--- Text ---
........

# MDF: Routing A Stair Nose?



## DIYChick (Mar 18, 2017)

Hello,

I'm seeking to update my terrible carpeted stairs. I'm on a tight budget and since the staircase is oddly shapped - I was hoping to just custom cut the new treads from a couple medium density MDF sheets (0.75-in x 49-in x 8ft) - but when it comes to nosing the treads - I've hit a complete wall. 

Even trim that I could use in replacement of the typical over-priced nosing trim will put me waaaaay over budget. So I was wondering if it was possible to route the outward-facing edge of each MDF tread to be rounded? Creating the nose just from the rounded edge? 

Images of my staircase below - You can see why the treads will have to be more custom...

Also - if anyone has any words of warning or better ideas on how to pull this off, please by all means let me know! I'm pretty new to flipping spaces and have limited experience - so any knowledge you can share would be nothing but appreciated :smile:


----------



## DaninVan (Jan 1, 2012)

Hey, DIYChick; welcome!
What are you planning on covering the treads with (paint, carpet, tile...)?
The normal material for tread construction would be _at least 1" thick_...3/4" is pretty skimpy.
1 in. x 11-1/2 in. x 12 ft. Bullnose Stair Tread MDF Board-541260 - The Home Depot


----------



## DIYChick (Mar 18, 2017)

Planned to prime, paint, and seal them. 

I can see your point about it possible not being thick enough - I'm not even quite sure what is under the stairs I have as far as wood or what the treads would attach to.

........

--- Location annotation dataset excerpts ---
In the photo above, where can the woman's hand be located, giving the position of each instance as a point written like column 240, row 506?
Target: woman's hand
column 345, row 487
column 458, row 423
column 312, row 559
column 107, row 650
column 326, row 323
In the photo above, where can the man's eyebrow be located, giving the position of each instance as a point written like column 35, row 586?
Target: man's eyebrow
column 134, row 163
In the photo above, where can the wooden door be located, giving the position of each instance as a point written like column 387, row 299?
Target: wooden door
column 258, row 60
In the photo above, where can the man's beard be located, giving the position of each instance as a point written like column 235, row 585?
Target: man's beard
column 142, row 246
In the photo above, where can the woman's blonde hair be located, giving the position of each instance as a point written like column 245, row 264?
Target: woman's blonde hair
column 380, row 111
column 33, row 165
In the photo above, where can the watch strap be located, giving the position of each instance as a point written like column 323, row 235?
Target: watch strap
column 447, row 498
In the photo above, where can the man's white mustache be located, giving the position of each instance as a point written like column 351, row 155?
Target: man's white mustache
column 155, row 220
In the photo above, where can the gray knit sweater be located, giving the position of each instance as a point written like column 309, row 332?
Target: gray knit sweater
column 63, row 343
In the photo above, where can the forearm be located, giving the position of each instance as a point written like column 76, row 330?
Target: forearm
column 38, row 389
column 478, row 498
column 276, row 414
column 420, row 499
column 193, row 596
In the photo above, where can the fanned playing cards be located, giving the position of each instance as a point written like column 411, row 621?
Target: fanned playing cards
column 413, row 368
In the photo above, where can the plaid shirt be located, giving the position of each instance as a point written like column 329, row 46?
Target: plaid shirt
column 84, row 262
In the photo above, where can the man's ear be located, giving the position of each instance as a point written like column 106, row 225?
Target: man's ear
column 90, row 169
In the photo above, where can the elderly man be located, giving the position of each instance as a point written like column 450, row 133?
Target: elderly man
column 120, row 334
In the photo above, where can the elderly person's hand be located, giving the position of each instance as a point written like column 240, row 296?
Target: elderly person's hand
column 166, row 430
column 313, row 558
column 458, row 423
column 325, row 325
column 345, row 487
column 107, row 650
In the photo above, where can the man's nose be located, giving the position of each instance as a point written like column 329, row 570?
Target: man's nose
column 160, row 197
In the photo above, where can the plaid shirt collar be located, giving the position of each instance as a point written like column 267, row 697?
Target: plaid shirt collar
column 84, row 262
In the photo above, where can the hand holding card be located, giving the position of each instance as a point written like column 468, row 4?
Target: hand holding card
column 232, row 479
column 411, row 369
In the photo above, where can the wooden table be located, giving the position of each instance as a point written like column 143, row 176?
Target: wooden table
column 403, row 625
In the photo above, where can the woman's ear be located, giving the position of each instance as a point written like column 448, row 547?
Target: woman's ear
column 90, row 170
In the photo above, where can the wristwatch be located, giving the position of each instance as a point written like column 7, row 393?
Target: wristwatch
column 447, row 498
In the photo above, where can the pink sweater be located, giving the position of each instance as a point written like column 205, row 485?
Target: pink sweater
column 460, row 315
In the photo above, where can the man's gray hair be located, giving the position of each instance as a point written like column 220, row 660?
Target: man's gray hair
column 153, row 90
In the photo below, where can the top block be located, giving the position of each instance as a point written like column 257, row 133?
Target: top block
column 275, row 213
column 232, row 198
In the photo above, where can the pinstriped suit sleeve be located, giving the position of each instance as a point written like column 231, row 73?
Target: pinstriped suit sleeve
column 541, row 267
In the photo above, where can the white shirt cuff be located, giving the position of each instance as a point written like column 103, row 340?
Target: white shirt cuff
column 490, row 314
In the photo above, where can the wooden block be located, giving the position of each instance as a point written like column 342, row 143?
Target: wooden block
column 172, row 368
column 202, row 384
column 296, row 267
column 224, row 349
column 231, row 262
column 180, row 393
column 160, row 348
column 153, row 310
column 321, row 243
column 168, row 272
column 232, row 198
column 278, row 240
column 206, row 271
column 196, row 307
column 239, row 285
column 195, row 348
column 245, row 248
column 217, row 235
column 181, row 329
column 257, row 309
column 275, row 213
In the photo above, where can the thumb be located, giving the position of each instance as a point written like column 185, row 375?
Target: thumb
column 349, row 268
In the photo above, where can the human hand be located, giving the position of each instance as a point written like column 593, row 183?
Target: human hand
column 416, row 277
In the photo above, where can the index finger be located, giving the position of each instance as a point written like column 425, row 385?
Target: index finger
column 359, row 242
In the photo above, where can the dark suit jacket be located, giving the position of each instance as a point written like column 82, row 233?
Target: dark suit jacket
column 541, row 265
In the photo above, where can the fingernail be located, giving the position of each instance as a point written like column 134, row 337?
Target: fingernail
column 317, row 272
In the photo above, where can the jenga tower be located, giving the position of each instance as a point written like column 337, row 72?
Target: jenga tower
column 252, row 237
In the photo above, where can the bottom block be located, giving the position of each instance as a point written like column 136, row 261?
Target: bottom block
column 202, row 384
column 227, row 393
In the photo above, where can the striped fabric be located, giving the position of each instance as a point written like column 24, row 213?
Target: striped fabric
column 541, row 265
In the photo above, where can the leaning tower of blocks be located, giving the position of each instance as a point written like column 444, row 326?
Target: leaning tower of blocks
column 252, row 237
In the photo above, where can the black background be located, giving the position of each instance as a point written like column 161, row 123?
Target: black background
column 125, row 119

........

--- Directions ---
In the stair tread thread, what minimum thickness does DaninVan give for normal tread construction?

--- Answer to this exercise ---
At least 1" thick.